Task to carry out :: Without including any images, set down the records below exactly.

Dataset records ::
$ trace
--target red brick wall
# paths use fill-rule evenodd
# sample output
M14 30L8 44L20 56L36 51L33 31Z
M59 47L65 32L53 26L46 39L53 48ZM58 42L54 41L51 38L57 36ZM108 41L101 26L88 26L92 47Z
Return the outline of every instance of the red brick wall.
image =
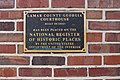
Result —
M86 53L24 53L23 12L86 10ZM0 0L0 80L119 80L120 0Z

Exercise answer ::
$ trace
--target red brick wall
# paths use fill-rule evenodd
# sample output
M14 30L8 44L20 56L36 51L33 31Z
M59 47L65 32L53 26L46 39L53 48ZM58 42L54 41L51 38L57 36ZM108 41L101 26L88 26L92 47Z
Return the outline of every instance of the red brick wall.
image =
Result —
M86 53L24 53L23 12L86 10ZM0 0L0 80L119 80L120 0Z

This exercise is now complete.